AIM OF THE EXERCISE: Begin with the line that contains "Pin a point on every instance of the silver" and transcribe each line after it, up to and including the last line of the listing below.

Stored entries:

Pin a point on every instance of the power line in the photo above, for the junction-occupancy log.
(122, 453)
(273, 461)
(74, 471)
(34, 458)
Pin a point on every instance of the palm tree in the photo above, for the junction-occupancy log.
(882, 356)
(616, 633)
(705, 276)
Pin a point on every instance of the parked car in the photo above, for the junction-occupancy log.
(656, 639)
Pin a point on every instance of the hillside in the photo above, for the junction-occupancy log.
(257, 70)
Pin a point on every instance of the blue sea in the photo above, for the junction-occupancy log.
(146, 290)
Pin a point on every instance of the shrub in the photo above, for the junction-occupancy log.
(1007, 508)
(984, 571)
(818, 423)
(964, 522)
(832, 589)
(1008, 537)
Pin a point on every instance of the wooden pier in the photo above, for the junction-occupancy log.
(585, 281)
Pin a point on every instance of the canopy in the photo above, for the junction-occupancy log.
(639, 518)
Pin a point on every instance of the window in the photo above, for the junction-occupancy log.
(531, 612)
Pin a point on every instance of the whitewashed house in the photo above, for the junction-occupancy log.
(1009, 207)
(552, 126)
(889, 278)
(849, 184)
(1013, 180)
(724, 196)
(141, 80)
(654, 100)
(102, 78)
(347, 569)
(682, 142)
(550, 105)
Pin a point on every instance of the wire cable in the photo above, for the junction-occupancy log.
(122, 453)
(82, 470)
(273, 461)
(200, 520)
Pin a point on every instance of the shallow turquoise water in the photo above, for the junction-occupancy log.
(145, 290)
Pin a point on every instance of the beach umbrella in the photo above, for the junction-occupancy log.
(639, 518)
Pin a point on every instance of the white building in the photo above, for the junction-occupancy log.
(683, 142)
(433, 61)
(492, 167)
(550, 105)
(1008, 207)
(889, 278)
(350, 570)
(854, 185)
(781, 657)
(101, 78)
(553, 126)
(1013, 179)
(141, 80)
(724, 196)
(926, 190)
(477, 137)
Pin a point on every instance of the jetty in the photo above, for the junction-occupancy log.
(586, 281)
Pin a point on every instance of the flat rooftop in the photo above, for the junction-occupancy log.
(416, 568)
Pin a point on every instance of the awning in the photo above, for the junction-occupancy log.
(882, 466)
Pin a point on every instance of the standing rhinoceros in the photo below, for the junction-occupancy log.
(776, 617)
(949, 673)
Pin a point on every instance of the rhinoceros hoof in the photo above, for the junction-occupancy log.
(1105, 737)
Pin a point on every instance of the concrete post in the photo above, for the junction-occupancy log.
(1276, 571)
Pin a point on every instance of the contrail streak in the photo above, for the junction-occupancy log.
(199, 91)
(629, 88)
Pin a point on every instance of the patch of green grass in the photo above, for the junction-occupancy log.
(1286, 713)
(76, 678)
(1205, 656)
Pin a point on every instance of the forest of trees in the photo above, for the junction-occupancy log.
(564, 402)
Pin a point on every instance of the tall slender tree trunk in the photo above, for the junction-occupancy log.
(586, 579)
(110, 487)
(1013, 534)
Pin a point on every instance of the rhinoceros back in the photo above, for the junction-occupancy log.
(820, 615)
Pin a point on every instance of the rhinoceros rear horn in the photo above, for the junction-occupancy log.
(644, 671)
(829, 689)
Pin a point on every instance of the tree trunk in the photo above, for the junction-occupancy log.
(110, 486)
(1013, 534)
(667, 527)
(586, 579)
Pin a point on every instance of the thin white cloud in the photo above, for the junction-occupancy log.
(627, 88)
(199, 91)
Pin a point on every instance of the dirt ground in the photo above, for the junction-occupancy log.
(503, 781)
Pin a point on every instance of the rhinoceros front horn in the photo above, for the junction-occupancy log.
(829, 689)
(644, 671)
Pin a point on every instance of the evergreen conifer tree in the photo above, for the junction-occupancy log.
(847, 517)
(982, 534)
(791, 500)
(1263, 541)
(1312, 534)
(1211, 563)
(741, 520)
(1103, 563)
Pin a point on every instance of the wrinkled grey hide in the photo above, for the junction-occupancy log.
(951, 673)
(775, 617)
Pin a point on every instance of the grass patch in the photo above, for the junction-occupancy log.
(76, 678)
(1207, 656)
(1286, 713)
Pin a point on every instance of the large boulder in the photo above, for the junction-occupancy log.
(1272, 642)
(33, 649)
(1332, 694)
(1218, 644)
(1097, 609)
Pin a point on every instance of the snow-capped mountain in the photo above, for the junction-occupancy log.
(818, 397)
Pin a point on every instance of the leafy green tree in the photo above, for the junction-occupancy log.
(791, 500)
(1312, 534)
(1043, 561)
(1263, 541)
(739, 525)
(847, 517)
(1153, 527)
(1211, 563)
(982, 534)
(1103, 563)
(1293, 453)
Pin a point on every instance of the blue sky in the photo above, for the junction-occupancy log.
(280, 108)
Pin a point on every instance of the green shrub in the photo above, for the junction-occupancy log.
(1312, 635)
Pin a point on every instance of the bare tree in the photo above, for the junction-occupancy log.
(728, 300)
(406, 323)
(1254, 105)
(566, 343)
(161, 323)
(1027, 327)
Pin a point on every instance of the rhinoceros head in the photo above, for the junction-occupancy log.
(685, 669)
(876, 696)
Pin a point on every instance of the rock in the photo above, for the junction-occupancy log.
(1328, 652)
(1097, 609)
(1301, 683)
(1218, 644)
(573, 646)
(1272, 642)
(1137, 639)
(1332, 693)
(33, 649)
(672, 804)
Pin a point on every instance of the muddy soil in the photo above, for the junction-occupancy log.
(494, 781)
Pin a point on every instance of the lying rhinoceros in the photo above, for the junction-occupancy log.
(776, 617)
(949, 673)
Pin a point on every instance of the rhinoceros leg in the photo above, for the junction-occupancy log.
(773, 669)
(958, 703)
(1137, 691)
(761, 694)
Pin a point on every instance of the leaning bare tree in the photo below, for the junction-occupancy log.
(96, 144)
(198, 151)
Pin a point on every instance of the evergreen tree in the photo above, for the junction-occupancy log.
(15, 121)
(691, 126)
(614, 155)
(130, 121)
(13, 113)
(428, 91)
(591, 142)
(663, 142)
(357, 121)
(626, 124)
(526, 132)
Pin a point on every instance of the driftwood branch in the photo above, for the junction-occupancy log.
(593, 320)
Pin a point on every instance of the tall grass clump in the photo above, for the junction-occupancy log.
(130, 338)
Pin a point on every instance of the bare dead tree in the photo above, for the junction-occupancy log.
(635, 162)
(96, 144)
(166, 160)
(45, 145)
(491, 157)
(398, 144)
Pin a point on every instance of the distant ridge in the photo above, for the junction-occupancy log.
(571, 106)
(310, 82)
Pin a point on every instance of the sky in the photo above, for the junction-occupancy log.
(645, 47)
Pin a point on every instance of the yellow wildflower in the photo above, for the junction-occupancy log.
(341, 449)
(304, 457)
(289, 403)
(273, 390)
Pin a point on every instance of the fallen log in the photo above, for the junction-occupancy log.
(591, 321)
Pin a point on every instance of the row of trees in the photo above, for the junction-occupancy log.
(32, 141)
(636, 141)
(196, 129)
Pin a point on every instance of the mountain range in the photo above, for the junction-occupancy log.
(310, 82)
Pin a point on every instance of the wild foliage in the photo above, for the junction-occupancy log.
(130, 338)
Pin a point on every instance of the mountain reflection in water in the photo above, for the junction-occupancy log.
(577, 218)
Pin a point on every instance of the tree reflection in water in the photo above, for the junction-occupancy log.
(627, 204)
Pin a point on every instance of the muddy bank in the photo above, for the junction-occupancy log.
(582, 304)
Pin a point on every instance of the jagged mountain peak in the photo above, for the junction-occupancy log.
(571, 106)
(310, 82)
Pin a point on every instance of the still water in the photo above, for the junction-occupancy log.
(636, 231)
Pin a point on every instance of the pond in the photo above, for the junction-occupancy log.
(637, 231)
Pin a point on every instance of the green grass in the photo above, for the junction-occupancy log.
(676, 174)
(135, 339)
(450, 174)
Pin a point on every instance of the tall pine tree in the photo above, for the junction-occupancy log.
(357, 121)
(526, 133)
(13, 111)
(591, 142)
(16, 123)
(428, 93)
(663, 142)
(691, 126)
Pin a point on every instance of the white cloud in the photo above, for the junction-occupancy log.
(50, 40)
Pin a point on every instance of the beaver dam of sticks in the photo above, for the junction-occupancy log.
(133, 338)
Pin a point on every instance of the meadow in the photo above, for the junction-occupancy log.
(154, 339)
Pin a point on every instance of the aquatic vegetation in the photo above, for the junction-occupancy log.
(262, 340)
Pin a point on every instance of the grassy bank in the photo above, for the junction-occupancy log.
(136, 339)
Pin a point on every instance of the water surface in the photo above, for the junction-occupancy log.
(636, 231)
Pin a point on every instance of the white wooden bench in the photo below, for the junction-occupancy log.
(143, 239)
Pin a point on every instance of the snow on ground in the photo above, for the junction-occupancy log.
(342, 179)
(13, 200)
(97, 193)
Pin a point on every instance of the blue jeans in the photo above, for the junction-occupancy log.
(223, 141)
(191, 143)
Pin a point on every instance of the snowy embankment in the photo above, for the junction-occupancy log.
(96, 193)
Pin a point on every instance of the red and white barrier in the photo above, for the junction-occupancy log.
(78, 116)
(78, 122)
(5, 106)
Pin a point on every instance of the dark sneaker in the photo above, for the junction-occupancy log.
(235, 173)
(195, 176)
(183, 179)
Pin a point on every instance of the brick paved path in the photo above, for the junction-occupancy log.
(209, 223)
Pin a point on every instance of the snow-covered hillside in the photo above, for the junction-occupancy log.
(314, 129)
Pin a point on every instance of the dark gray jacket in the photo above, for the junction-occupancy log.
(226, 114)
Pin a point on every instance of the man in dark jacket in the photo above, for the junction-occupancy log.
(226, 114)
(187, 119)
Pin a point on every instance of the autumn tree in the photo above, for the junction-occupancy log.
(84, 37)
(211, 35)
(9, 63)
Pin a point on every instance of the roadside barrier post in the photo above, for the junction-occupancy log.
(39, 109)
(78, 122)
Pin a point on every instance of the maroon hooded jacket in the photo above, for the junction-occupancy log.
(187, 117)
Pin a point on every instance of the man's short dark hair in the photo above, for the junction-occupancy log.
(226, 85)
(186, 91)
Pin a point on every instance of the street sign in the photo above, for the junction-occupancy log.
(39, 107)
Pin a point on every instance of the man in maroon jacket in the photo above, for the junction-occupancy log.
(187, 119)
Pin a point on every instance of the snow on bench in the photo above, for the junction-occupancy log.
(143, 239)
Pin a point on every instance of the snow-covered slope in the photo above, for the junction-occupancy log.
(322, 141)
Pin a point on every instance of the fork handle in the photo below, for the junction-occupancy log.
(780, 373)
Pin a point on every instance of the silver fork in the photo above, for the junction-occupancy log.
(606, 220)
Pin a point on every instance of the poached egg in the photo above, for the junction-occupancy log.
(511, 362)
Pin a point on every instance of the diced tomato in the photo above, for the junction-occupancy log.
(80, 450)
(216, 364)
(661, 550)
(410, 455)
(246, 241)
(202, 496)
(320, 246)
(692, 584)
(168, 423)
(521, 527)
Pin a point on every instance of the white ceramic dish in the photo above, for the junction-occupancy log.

THE OUTPUT:
Pin a point on every instance of the silver fork in the photo above, for the junction-occupancy log.
(606, 220)
Pin a point on every instance of the poached egg in the photo above, for the junction-occupancy log.
(511, 362)
Pin a point on every instance of the diced tomato in the photo above, for the junction-occupancy log.
(80, 450)
(216, 364)
(661, 550)
(410, 455)
(246, 241)
(202, 496)
(320, 246)
(692, 584)
(168, 423)
(521, 527)
Pin a point on every instance of the white ceramic dish in the photo above, for the junction-occupancy log.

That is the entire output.